Text Block Start
Change in numbers of trees and species, and species turnover in Tabasco (regional scale)
Over the 6-year study interval, the number of trees increased or decreased in 19 homegardens, and species richness increased in 24 and decreased in 11. Changes varied slightly over the three-year intervals. In the 09–12 interval, the number of trees increased in 17 and decreased in 21 homegardens, and species richness increased in 16 and decreased in 19. In the 12–15 interval, the number of trees increased in 25 homegardens and decreased in 13, whereas species richness increased in 25 and decreased in 10 (see Electronic Supplementary Material 2).
On average, homegardens had more than 22 species and 85 trees in the three sampling years, both variables showing wide ranges (Table 2). There were no significant differences in the mean number of trees per homegarden between the inventory years on the regional scale [χ 2(2) = 2.71, P = 0.26], and neither were there in the number of trees by biogeographical origin of species (P = 0.06, 0.32 and 0.36 for introduced, native and neotropical species). When we considered only woody introduced species—eliminating Musa spp. from analysis—there were significantly less introduced trees in 2012 (20.2) as compared to 2009 (23.8) and 2015 (24.1) [χ 2(2) = 14.18, P < 0.001; and P < 0.005 in the post hoc tests] (Table 2).
Mean species richness varied between years [χ 2(2) = 8.41, P = 0.01]. It increased significantly over the six-year interval (P = 0.03) and between 2012 and 2015 (P = 0.001), whereas there was no change between 2009 and 2012 (P = 0.52). Analysis by biographic origin of species showed significant differences in neotropical species richness between years [χ 2(2) = 9.15, P = 0.01], with more species in 2015 than in 2009 (P = 0.02) and 2012 (P = 0.01). Also introduced species richness varied between years (F = 5.63, P = 0.01), with more introduced species in 2015 than in 2009 (P = 0.03) and 2012 (P = 0.01). There were no differences between years in mean native species richness (F = 1.65, P = 0.2) (Table 2).
Hundred and seventeen species persisted in the three inventories, of which 27.4% were native, 42.6% neotropical and 30.0% introduced. Between 2009 and 2012, eight species disappeared from the sample of 38 homegardens and 13 new species appeared. Between 2012 and 2015, five of the disappeared species came back, 16 new species appeared and 14 species disappeared. Over the whole period from 2009 to 2015, 26 species—equivalent to 17.4% of all species in 2015—came in as new species. Of these, 2 were introduced, 8 native and 16 neotropical. Over the same period, 17 species disappeared: 4 introduced, 5 native and 8 neotropical species (Fig. 2).
Subregional agrobiodiversity and its change
The species richness cannot readily be compared between the subregions, due to the different numbers of sampled homegardens and trees in coastal plains (8 homegardens and 1561 trees), fluvial plains (17 and 2430) and mountain slopes (13 and 1828). Our rough data show the presence of a total 93 species in coastal plains, 117 in fluvial plains and 119 in mountain slopes. Individual- based rarefaction, based on random samples of the same number of trees (1500) for each subregion, shows however that subregional species richness is highest in the mountain slopes (115 species), followed by fluvial plains (105) and coastal plains (92).
Text Block End
## Assignment 1
According to the homegarden text, how many species persisted in all three inventories?
## Assignment 2
Please translate this sentence from the homegarden text into Spanish: "Changes varied slightly over the three-year intervals."
## Assignment 3
Repeat the part of the homegarden text that opens with the words containing "On average, homegardens" and closes with "tests] (Table 2).".
The lines after this point come from a separate source.
Data records Block Start
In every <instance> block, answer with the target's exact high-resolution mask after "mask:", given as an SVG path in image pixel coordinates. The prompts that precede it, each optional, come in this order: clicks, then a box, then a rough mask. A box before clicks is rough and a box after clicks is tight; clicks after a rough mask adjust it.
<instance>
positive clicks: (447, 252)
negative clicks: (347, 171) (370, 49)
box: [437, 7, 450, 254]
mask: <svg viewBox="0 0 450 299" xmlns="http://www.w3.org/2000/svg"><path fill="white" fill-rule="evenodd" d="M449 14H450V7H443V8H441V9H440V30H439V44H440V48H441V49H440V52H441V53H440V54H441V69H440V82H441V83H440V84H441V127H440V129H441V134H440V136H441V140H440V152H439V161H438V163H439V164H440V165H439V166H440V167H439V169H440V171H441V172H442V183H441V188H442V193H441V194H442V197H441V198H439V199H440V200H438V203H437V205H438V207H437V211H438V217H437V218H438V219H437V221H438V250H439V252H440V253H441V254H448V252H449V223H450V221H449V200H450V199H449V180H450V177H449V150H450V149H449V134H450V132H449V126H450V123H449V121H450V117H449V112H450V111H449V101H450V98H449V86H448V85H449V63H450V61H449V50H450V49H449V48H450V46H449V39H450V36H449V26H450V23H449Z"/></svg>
Data records Block End
Data records Block Start
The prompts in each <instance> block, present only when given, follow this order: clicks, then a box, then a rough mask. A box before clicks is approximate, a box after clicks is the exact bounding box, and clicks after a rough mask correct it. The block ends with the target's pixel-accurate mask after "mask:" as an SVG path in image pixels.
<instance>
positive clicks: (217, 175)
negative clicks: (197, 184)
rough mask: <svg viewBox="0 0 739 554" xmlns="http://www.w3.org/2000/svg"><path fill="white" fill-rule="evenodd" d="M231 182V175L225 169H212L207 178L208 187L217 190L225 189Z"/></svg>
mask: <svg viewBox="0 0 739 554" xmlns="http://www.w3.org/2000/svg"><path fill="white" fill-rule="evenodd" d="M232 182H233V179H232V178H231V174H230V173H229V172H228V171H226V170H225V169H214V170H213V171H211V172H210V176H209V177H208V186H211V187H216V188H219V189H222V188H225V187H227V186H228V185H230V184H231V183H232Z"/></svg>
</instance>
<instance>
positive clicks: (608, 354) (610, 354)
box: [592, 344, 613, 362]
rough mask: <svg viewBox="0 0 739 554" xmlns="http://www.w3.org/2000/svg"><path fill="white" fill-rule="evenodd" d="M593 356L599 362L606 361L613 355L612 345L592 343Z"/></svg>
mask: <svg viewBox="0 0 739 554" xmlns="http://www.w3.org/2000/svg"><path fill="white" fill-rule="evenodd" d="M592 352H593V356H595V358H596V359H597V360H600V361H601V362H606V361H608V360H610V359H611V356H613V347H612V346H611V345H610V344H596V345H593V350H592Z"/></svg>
Data records Block End
Data records Block Start
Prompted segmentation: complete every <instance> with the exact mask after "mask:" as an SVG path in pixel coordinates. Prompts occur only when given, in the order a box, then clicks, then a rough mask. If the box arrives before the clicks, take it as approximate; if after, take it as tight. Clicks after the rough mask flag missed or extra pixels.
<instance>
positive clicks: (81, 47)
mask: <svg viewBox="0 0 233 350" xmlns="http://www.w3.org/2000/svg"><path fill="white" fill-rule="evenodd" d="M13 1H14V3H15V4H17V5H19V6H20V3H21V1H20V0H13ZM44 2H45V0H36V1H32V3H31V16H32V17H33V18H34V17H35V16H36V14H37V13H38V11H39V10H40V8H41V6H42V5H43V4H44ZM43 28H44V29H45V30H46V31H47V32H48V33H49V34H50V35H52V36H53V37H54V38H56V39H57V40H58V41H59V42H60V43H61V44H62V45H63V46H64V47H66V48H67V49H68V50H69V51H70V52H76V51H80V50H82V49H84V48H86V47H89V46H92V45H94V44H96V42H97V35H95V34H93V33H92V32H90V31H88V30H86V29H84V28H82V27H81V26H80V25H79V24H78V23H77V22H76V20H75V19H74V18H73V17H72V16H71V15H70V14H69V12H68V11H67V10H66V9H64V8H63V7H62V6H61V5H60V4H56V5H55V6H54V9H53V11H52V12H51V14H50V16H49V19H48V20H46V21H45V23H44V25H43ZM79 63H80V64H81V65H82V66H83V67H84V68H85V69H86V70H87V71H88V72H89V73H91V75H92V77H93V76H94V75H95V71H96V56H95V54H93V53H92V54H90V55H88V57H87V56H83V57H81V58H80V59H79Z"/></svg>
Data records Block End
## Your response 1
117 species persisted in all three inventories.

## Your response 2
Los cambios variaron ligeramente a lo largo de los intervalos de tres años.

## Your response 3
On average, homegardens had more than 22 species and 85 trees in the three sampling years, both variables showing wide ranges (Table 2). There were no significant differences in the mean number of trees per homegarden between the inventory years on the regional scale [χ 2(2) = 2.71, P = 0.26], and neither were there in the number of trees by biogeographical origin of species (P = 0.06, 0.32 and 0.36 for introduced, native and neotropical species). When we considered only woody introduced species—eliminating Musa spp. from analysis—there were significantly less introduced trees in 2012 (20.2) as compared to 2009 (23.8) and 2015 (24.1) [χ 2(2) = 14.18, P < 0.001; and P < 0.005 in the post hoc tests] (Table 2).